*** EXCERPTED TEXT ***

It was the second time in as many days a judge declared that President Donald Trump had taken his war on Obamacare too far, exceeding executive authority and violating the intent of several laws.
On Wednesday, the issue had been the ACA’s expansion of Medicaid ― in particular, the Trump administration’s support of “work requirements” for people who get insurance through the program. In a pair of rulings, the judge declared that such requirements in Arkansas and Kentucky were “arbitrary and capricious” because officials had not demonstrated they further Medicaid’s basic mission, “the provision of medical coverage to the needy.”
On Thursday, the subject was a set of new regulations for “association health plans,” a form of private insurance that allows small employers to band together and buy or sponsor private insurance plans as one group ― in effect, giving them the kind of buying advantages that large employers have.
AHPs are not subject to the same regulations that the Affordable Care Act places on insurance that individuals and small businesses buy on their own. They don’t have to cover all 10 of the law’s “essential benefits,” for example, and they have a lot more freedom to vary premiums based on factors like age, occupation or gender.
The federal government had historically limited AHPs to small businesses in a common line of work, such as restaurant franchises. The Trump administration decided last year to loosen those restrictions significantly, so that small employers with nothing in common other than geography could form AHPs ― and so self-employed individuals could join as well.
Basically, it opened up these less regulated insurance plans to a much larger group of people.
And that was illegal, Senior U.S. District Judge John Bates ruled on Friday. The Affordable Care Act seeks to regulate insurance for individuals and small businesses, he noted. AHPs may be exempt from those regulations, but only for small firms that are actually in the same line of business ― and that are small companies, rather than individuals.
“The Final Rule is clearly an end-run around the ACA,” Bates wrote.

*** End of EXCERPTED TEXT ***
*** INFORMATION GIVEN ***

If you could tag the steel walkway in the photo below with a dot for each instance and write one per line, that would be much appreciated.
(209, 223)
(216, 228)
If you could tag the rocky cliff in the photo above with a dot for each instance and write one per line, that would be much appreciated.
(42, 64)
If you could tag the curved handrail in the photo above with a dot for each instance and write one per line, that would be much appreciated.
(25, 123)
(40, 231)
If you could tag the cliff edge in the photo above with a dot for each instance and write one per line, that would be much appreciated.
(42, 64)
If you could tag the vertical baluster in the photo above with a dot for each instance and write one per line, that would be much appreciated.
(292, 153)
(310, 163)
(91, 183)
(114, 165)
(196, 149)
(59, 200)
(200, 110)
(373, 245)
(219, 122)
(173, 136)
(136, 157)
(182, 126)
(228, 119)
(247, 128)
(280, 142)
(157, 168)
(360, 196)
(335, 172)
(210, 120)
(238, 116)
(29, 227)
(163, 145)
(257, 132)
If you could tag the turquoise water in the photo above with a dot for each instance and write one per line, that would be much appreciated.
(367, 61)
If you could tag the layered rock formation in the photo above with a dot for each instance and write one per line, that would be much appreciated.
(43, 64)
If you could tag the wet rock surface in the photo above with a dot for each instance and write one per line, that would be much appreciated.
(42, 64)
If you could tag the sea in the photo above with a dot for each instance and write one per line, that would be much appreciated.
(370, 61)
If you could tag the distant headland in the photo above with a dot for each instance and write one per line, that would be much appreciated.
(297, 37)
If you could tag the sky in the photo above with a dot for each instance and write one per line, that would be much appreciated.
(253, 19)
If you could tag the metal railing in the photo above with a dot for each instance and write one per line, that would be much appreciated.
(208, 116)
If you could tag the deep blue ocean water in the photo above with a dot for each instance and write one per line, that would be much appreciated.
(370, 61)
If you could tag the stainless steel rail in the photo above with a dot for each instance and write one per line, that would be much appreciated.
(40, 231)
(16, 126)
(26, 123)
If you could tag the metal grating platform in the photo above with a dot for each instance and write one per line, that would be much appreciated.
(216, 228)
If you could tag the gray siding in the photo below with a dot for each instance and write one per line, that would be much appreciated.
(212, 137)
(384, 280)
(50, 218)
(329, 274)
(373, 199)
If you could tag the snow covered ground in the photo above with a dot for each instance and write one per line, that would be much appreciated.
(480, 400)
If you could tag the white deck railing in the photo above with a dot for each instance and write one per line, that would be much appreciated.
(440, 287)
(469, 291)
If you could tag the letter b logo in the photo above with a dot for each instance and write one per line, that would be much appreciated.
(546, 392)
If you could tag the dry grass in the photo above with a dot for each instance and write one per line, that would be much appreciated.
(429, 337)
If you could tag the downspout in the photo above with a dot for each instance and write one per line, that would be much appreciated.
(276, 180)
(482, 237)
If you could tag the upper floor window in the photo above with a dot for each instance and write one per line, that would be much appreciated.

*** End of INFORMATION GIVEN ***

> **APPLY WHAT YOU READ**
(1) Decide whether each statement agrees with the article on the Obamacare rulings, answering yes or no and quoting the words of the article that settle it: (a) The judge found the Medicaid work requirements in Arkansas and Kentucky to be arbitrary and capricious. (b) Association health plans must cover all 10 of the Affordable Care Act's essential benefits. (c) The federal government had historically restricted association health plans to small businesses in a common line of work.
(2) According to the article on the Obamacare rulings, what did Judge Bates write that the Final Rule clearly was?
(3) Proceed with the article on the Obamacare rulings, beginning after its final sentence.
The listing is not needed for this work.

> **SOLVED PROBLEMS**
(1)
(a) Yes: "such requirements in Arkansas and Kentucky were “arbitrary and capricious”"
(b) No: "They don’t have to cover all 10 of the law’s"
(c) Yes: "The federal government had historically limited AHPs to small businesses in a common line of work"

(2) He wrote that it was "clearly an end-run around the ACA."

(3)
Trump has long talked up AHPs in the same way that conservatives have, by promoting them as a cheaper alternative for individuals and small businesses struggling with high premiums. But the policies could leave beneficiaries exposed to bigger, potentially crippling medical bills, because the plans don’t have to cover all of the essential benefits. The plans could also draw healthier people away from more comprehensive policies, forcing insurers to raise prices on those policies, which people with ongoing medical problems need in order to cover their expenses.
“Any savings that AHPs offer to healthier-than-average firms and workers likely come at the expense of higher costs for sicker-than-average firms and workers who remain in the ACA small-group and individual markets,” Sarah Lueck, senior policy analyst at the Center on Budget and Policy Priorities, explained earlier this month.
The administration could decide to appeal the Bates decision. If it does, the case could end up in the hands of the Supreme Court and its five-member conservative majority. But Bates is also a relatively conservative judge. A Republican president, George W. Bush, put him on the bench.
That hardly guarantees the ruling will hold up on appeal. But together with Wednesday’s ruling, it suggests that Trump’s attempts to undermine the 2010 health care law are pushing the boundaries of what’s constitutionally and legally permissible ― and quite possibly exceeding them.
CORRECTION: A previous version of this article misidentified Judge John Bates as Andrew Bates.